-- start of WORKING DATA --

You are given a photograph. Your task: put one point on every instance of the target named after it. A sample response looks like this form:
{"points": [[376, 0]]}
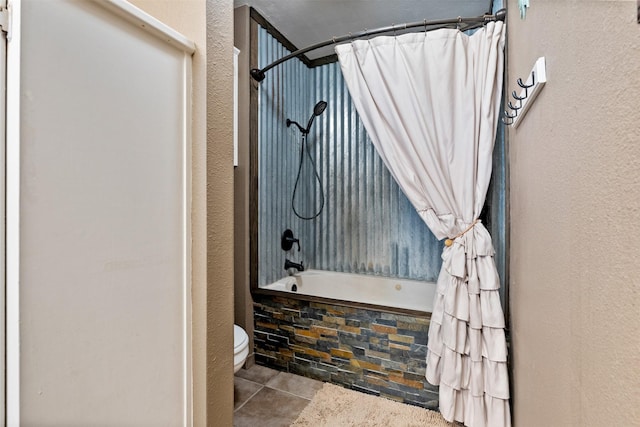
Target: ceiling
{"points": [[306, 22]]}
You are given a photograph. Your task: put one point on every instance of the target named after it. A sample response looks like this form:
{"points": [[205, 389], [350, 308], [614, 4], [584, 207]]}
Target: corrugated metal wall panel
{"points": [[367, 225]]}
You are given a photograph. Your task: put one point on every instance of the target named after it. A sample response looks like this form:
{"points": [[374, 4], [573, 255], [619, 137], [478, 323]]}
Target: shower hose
{"points": [[295, 187]]}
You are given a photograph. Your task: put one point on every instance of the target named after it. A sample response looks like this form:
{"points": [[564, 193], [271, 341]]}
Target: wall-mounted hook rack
{"points": [[528, 93]]}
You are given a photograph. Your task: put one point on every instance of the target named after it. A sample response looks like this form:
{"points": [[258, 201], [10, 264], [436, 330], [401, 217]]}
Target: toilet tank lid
{"points": [[240, 337]]}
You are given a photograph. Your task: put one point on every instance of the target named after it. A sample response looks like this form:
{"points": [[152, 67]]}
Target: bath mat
{"points": [[335, 406]]}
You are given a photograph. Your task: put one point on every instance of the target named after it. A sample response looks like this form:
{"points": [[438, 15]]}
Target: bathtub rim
{"points": [[256, 290]]}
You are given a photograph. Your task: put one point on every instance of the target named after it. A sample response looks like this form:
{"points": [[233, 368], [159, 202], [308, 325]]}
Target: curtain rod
{"points": [[259, 74]]}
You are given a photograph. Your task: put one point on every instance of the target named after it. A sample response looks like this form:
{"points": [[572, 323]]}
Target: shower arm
{"points": [[258, 74]]}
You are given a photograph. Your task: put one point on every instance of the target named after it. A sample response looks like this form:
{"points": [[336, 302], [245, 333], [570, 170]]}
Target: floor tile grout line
{"points": [[250, 397]]}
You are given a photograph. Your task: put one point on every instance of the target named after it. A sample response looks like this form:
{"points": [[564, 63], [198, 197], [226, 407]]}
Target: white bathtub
{"points": [[360, 288]]}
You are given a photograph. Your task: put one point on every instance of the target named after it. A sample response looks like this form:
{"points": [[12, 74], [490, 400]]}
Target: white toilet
{"points": [[240, 347]]}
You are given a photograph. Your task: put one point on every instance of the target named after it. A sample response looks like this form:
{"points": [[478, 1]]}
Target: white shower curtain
{"points": [[430, 103]]}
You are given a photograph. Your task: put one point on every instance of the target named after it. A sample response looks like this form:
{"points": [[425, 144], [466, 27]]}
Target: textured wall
{"points": [[209, 24], [575, 199]]}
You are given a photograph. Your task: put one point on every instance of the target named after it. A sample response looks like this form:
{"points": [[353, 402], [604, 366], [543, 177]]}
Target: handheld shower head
{"points": [[317, 110]]}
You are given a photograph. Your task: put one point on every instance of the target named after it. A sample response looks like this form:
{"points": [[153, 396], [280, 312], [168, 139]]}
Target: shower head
{"points": [[319, 108]]}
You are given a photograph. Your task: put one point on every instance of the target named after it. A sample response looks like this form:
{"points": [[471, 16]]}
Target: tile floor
{"points": [[268, 398]]}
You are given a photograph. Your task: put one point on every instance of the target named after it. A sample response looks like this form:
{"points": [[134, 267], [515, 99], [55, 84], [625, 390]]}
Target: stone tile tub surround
{"points": [[368, 350]]}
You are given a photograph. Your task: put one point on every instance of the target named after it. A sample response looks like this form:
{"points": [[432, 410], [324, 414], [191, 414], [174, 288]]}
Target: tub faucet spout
{"points": [[290, 264]]}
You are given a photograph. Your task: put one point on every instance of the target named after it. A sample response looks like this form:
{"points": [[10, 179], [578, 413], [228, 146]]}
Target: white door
{"points": [[98, 285], [3, 86]]}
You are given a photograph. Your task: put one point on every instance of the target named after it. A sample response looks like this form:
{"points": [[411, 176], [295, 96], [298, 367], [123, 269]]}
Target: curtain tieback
{"points": [[449, 242]]}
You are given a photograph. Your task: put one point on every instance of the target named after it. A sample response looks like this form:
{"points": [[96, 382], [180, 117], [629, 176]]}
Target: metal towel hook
{"points": [[513, 107], [525, 86], [515, 95]]}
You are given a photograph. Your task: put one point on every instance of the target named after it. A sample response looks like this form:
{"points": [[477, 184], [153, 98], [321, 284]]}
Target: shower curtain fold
{"points": [[430, 103]]}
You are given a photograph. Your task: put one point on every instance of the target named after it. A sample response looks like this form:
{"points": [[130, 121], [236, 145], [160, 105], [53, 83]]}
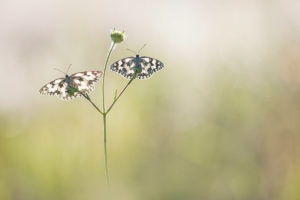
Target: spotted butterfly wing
{"points": [[145, 66], [83, 81]]}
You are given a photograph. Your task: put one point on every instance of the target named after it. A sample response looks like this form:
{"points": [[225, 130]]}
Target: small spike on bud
{"points": [[117, 36]]}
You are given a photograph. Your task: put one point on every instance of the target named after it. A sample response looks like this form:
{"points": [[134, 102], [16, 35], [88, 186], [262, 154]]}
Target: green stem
{"points": [[104, 72], [115, 100], [104, 113], [89, 99], [105, 149]]}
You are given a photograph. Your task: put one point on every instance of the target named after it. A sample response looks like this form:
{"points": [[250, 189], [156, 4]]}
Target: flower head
{"points": [[117, 36]]}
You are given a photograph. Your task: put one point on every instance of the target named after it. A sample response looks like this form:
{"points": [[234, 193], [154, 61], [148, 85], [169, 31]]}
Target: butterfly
{"points": [[72, 86], [142, 66]]}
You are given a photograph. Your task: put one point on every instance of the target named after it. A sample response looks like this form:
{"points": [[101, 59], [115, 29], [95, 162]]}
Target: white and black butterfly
{"points": [[72, 86], [143, 66]]}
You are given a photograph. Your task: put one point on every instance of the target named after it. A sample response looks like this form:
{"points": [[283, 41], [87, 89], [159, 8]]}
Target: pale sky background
{"points": [[188, 36]]}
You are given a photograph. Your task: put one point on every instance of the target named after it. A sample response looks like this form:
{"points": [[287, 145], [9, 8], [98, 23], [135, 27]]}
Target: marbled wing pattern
{"points": [[83, 81], [146, 66]]}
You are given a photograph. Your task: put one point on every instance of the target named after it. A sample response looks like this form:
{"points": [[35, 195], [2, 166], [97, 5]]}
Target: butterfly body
{"points": [[142, 66], [72, 86]]}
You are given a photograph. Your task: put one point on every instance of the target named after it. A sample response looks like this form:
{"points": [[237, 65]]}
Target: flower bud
{"points": [[117, 36]]}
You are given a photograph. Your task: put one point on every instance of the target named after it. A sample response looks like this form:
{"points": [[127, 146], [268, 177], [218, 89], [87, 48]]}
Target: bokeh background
{"points": [[220, 121]]}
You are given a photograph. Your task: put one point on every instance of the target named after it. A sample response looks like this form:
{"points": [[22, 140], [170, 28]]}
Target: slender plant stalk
{"points": [[104, 113], [89, 99], [110, 107]]}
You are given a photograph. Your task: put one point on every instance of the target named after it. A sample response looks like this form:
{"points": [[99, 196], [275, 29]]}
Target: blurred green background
{"points": [[220, 121]]}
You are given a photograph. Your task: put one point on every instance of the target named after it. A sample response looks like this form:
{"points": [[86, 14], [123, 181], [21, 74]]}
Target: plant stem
{"points": [[105, 149], [104, 113], [89, 99], [110, 107], [104, 72]]}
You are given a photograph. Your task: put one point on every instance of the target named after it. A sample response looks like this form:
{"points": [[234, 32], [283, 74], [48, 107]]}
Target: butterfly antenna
{"points": [[59, 70], [69, 68], [131, 51], [142, 48]]}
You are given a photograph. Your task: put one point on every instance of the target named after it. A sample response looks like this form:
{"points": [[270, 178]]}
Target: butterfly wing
{"points": [[58, 88], [124, 67], [85, 81], [149, 67]]}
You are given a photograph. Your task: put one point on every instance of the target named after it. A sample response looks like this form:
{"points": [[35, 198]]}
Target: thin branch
{"points": [[104, 72], [89, 99], [115, 100]]}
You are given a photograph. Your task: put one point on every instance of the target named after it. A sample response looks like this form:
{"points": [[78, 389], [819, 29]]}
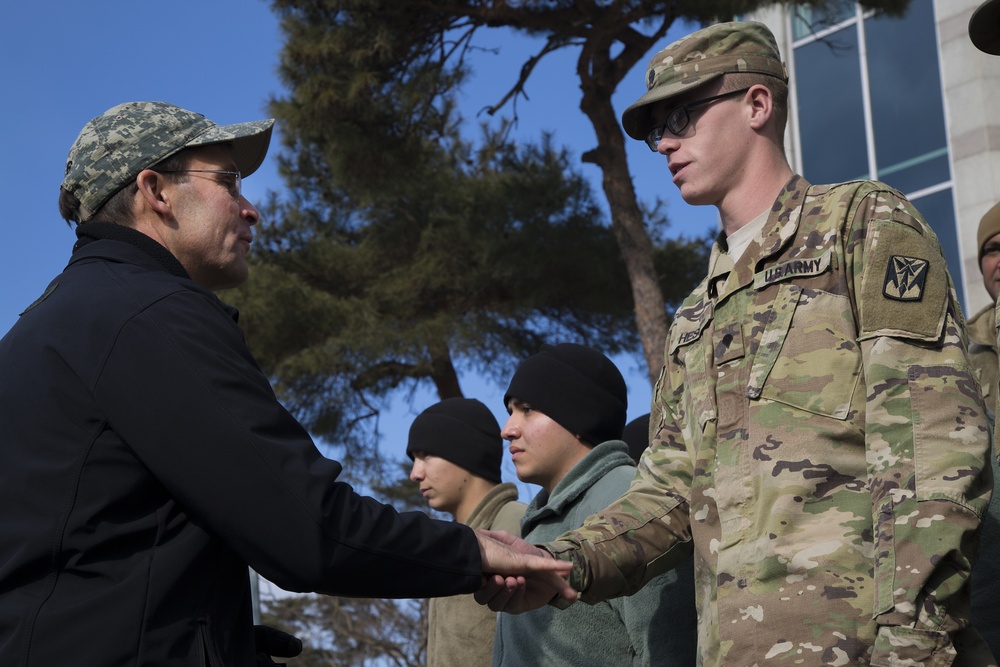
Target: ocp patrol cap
{"points": [[114, 147], [701, 57]]}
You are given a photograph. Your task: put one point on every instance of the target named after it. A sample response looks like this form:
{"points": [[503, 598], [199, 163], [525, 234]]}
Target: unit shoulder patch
{"points": [[905, 284], [905, 278]]}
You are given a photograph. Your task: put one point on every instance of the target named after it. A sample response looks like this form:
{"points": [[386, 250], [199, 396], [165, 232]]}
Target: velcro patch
{"points": [[793, 268], [905, 286], [905, 278]]}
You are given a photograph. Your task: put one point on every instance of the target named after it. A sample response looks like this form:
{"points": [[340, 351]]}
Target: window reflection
{"points": [[831, 110], [905, 87], [808, 20], [899, 114]]}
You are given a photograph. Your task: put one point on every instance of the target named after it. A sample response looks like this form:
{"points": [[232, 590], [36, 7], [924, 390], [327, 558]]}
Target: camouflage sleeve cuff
{"points": [[899, 645], [560, 550]]}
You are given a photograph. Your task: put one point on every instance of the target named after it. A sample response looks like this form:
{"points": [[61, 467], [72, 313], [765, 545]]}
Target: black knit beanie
{"points": [[636, 436], [579, 388], [460, 430]]}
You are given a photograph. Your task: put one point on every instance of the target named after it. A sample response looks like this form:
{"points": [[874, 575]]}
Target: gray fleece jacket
{"points": [[656, 626]]}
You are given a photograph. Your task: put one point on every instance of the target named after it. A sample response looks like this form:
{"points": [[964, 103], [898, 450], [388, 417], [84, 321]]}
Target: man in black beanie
{"points": [[567, 406], [456, 450]]}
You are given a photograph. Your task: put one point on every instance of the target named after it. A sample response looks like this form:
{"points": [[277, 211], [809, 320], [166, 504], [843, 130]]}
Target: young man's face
{"points": [[442, 483], [212, 223], [990, 266], [541, 449], [706, 159]]}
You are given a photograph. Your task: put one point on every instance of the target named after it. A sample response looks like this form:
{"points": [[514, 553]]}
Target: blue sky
{"points": [[68, 61]]}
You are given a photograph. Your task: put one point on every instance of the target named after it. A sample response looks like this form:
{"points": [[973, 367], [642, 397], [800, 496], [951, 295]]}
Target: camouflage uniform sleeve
{"points": [[926, 437], [645, 532]]}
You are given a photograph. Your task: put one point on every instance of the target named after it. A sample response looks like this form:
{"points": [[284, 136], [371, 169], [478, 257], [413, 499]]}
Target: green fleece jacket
{"points": [[460, 630], [655, 626]]}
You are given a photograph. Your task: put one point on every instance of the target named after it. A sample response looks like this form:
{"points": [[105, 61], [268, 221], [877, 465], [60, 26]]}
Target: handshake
{"points": [[518, 576]]}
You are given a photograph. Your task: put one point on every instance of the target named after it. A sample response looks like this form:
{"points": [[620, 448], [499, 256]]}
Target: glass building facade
{"points": [[869, 105]]}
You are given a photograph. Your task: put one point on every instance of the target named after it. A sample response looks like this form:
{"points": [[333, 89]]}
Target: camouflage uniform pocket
{"points": [[808, 356]]}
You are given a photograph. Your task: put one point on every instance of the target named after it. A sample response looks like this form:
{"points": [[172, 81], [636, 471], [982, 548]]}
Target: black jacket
{"points": [[145, 462]]}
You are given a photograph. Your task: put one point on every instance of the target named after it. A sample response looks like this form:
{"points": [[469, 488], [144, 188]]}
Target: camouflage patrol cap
{"points": [[984, 27], [114, 147], [699, 58]]}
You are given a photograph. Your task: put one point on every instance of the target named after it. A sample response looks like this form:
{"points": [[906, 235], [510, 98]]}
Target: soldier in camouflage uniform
{"points": [[819, 439]]}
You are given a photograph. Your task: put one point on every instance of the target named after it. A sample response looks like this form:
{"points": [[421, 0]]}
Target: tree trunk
{"points": [[626, 221]]}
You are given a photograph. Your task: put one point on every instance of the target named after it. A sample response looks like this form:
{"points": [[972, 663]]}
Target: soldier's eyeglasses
{"points": [[235, 186], [680, 117]]}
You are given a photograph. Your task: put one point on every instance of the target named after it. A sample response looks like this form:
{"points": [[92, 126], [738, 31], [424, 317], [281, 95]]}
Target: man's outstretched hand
{"points": [[518, 576]]}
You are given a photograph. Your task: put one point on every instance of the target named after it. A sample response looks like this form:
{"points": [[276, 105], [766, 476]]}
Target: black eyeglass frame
{"points": [[235, 174], [680, 117]]}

-- end of WORKING DATA --

## INSTRUCTIONS FOR THE TASK:
Locate every line in the entries above that contains the word "white", and copy each such line in full.

## RESULT OF THE TASK:
Target: white bathtub
Target: white toilet
Target: white shower curtain
Target: white door
Target: white and black butterfly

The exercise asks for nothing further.